▶ _PASSAGE EXTRAIT_:
--------------------------------------------------
Catherine Vidal : Parce que tout le monde se pose cette question fondamentale de savoir ce qui nous fait homme ou femme, à la fois si semblables et si différents. C’est une vraie question qui vient nous interroger en permanence, dans presque tous les aspects de notre existence, au travail, dans notre vie privée, notre vie affective. Longtemps, la réponse a été donnée par les dogmes religieux. L’évolution de la société vers la laïcité explique qu’on cherche de nouvelles raisons à ces différences et que se développent de nouvelles croyances. D’ou l’importance de donner au grand public les moyens de se forger un esprit critique à la lumière des connaissances scientifiques mais aussi philosophiques , historiques, sociologiques….

 

Programme EVE : Comment expliquer le succès des théories psychologiques pseudo-scientifiques?

Catherine Vidal : Certains « psychologues » peu scrupuleux tiennent des discours d’apparence scientifique pour expliquer par exemple à des couples qui ne s’entendent pas, que l’origine de leurs problèmes vient en fait de leur cerveau. Le même type d’argumentaire est de plus en plus utilisé pour expliquer les difficultés des relations interpersonnelles en général, y compris au travail.
--------------------------------------------------
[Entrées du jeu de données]
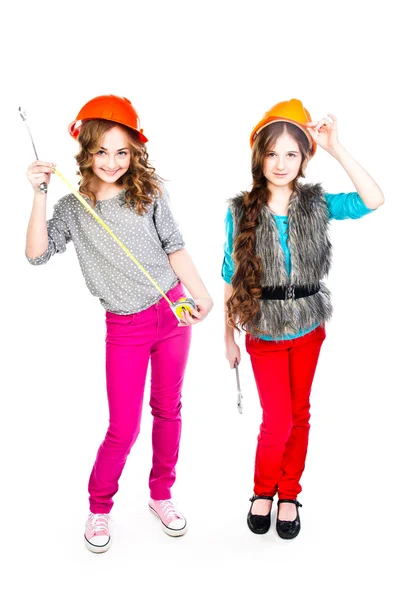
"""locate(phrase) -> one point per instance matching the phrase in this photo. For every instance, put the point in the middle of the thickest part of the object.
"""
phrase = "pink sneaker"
(97, 533)
(172, 521)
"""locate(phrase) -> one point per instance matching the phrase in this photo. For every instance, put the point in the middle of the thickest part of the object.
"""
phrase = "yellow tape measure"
(180, 306)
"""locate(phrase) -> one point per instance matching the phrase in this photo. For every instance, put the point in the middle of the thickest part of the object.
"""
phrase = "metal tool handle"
(239, 398)
(43, 186)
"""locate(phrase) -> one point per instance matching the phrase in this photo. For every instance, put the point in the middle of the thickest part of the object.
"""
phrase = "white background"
(200, 76)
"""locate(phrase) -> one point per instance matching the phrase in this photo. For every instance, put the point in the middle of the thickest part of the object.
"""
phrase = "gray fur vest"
(310, 252)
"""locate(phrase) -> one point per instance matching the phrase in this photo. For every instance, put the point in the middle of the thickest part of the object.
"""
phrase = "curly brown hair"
(140, 180)
(243, 305)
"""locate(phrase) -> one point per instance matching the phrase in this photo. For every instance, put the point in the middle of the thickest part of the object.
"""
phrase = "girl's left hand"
(324, 132)
(204, 305)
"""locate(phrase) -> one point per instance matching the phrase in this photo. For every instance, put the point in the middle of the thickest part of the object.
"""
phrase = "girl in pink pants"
(122, 187)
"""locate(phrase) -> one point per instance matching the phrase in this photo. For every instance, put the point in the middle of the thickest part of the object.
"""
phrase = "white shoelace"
(99, 522)
(170, 510)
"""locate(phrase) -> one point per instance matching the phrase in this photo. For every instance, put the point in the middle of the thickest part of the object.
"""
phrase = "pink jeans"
(133, 340)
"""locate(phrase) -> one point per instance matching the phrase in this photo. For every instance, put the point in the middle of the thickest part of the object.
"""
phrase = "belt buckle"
(290, 292)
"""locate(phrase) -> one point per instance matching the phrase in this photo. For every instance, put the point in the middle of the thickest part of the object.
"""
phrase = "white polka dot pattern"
(108, 271)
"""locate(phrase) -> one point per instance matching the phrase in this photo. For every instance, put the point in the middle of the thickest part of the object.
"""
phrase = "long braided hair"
(243, 305)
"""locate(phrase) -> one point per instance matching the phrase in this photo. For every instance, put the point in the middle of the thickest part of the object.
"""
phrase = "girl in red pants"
(277, 252)
(124, 190)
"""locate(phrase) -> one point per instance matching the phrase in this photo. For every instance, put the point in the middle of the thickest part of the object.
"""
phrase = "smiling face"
(112, 159)
(282, 162)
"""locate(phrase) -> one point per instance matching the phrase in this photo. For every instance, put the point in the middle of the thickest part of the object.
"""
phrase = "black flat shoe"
(288, 530)
(259, 523)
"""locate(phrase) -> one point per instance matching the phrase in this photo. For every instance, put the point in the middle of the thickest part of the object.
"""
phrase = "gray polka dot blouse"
(108, 271)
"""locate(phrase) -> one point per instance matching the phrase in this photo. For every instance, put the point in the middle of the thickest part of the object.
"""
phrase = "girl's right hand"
(39, 172)
(232, 353)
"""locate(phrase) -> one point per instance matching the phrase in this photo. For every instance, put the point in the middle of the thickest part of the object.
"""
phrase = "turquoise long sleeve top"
(340, 207)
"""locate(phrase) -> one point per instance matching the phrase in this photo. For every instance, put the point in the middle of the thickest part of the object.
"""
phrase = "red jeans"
(284, 373)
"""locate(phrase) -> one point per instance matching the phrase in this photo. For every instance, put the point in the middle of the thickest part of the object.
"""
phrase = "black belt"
(288, 292)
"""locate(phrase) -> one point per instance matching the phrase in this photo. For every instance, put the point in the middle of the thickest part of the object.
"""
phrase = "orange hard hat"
--------------------------------------------------
▶ _LISTE DES TÂCHES_:
a - Répondez à ces questions d'après l'entretien sur les différences entre hommes et femmes :
(i) Qu'est-ce qui a longtemps donné la réponse à la question de ce qui nous fait homme ou femme ?
(ii) Vers quoi la société a-t-elle évolué, selon Catherine Vidal ?
(iii) À qui certains « psychologues » peu scrupuleux expliquent-ils que l'origine de leurs problèmes vient de leur cerveau ?
b - Réécrivez sous forme de liste, s'il vous plaît, le paragraphe de l'entretien sur les différences entre hommes et femmes qui commence par « Catherine Vidal : Parce que tout le monde », en gardant ses faits principaux.
c - Poursuivez l'entretien sur les différences entre hommes et femmes à la suite de sa dernière phrase.

▶ _RÉPONSES DANS L'ORDRE_:
a -
(i) Les dogmes religieux.
(ii) Vers la laïcité.
(iii) À des couples qui ne s'entendent pas.

b -
- Tout le monde se demande ce qui nous fait homme ou femme, à la fois si semblables et si différents.
- Cette question revient dans presque tous les aspects de l'existence : travail, vie privée, vie affective.
- Longtemps, les dogmes religieux y ont répondu.
- L'évolution vers la laïcité pousse à chercher de nouvelles raisons à ces différences et fait naître de nouvelles croyances.
- Il importe donc de donner au grand public les moyens de se forger un esprit critique grâce aux connaissances scientifiques, philosophiques, historiques et sociologiques.

c -
Cela revient surtout à déplacer des responsabilités collectives (le poids des normes et des structures sociales, les contextes difficiles, les tensions subies par tous) vers une responsabilité individuelle : « si vous n’y arrivez pas, c’est que votre cerveau n’est pas fait pour ça. »

 

Programme EVE : Mais ça va aussi avec une vraie mythologie du cerveau, non? Il exerce une incroyable fascination collective, cet organe-là!

Catherine Vidal : Le cerveau est partout aujourd’hui. Le « neuro » envahit tous les domaines: la neuro-économie, la neuro-éducation, la neuro-gymnastique, et même la neuro-justice. Cette mode pour le cerveau pose problème car elle tend à réduire les individus à leur cerveau, c’est à dire à une machine chimique et électrique qui guiderait leurs conduites. Cette vision réductrice met de côté la dimension psychique de la personne humaine qui s’inscrit dans une histoire à la fois individuelle, sociale et culturelle. Prenons garde aux descriptions simplistes : ce ne sont pas les cerveaux qui pensent, décident ou gouvernent, ce sont les individus qui possèdent ces cerveaux .

 

Programme EVE : Vous vous engagez activement pour diffuser le savoir scientifique. Diriez-vous que vous êtes une « scientifique militante »?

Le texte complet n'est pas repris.